• Task to complete
Please state how many lines of the records below contain the word "green". Reply with the number alone.

# Start of Record list

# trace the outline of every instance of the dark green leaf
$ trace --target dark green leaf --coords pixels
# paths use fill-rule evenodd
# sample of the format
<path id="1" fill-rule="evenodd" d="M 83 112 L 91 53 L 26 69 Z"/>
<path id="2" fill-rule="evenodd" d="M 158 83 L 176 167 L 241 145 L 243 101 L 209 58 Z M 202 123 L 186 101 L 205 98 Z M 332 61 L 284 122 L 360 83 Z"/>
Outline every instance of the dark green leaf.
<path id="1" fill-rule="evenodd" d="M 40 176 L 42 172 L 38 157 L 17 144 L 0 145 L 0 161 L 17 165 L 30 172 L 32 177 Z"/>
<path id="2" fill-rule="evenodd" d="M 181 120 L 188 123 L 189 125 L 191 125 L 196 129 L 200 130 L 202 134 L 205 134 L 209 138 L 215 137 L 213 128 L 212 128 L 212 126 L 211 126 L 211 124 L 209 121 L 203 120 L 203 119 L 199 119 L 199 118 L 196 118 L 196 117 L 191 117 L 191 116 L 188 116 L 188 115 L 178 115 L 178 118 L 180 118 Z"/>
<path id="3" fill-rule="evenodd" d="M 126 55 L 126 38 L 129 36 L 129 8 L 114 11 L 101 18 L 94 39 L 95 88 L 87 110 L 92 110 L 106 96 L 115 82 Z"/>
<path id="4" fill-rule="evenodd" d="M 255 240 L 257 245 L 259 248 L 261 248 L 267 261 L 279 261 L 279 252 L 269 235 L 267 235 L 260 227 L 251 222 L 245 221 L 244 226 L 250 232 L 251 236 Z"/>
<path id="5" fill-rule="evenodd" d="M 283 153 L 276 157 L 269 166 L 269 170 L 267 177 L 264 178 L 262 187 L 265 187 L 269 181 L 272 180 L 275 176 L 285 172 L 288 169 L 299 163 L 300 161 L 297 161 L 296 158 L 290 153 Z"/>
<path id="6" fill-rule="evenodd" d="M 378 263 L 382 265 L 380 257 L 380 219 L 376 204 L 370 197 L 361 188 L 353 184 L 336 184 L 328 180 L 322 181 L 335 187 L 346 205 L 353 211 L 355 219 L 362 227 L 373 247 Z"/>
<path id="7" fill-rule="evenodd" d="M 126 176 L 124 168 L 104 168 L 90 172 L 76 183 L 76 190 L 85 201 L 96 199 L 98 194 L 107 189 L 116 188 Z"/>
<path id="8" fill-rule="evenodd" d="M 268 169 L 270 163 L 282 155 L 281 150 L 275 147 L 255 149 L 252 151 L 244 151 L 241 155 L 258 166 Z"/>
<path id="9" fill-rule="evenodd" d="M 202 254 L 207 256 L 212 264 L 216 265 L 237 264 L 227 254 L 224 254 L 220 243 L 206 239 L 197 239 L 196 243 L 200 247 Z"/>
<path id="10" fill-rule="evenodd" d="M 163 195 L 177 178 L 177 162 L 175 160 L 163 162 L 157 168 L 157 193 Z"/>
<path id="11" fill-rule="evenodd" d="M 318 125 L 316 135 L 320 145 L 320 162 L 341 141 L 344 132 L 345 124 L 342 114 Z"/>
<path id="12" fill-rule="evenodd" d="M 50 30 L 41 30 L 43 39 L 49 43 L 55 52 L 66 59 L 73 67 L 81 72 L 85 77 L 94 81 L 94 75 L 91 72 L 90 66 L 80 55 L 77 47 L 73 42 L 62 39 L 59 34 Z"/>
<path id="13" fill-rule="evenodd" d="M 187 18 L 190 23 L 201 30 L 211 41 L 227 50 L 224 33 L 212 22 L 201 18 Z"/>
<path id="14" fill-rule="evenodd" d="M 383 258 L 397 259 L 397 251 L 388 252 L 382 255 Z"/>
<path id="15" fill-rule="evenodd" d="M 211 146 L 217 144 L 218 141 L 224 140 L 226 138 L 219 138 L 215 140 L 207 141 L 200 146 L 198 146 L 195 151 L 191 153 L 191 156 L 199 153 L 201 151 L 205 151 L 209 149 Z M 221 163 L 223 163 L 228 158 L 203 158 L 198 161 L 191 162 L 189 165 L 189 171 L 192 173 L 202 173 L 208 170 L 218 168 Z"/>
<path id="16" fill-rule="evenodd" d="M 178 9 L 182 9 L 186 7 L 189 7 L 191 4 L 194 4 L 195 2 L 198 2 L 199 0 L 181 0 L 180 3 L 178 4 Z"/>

# End of Record list
# Start of Record list

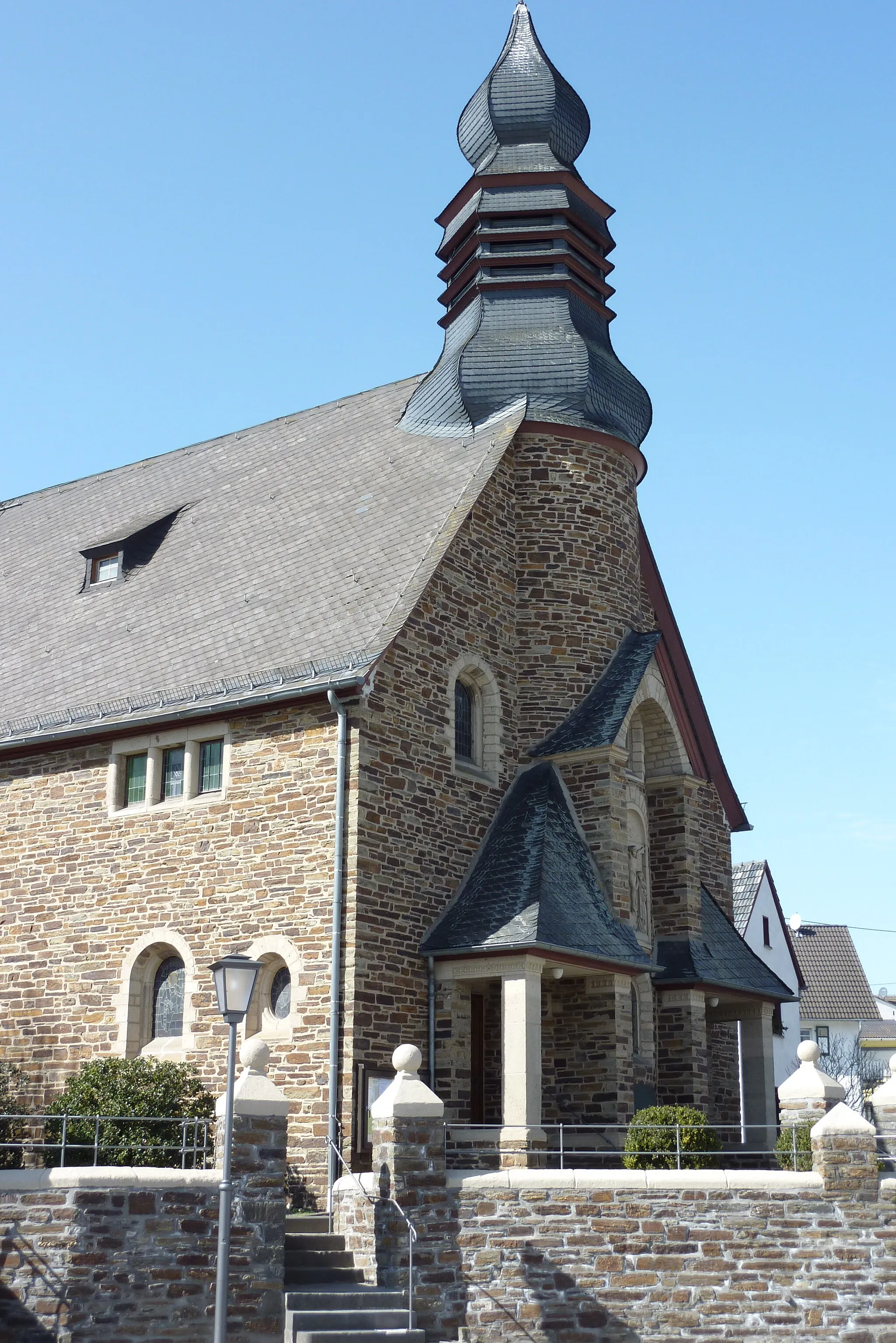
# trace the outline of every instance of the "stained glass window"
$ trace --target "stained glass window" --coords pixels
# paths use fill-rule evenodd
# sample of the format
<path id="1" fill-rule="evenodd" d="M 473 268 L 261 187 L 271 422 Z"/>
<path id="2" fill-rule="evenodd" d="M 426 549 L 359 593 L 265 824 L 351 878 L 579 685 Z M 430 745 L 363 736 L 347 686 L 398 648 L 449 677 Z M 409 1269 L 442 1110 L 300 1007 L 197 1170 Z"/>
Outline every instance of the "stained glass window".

# End of Record list

• Solution to the problem
3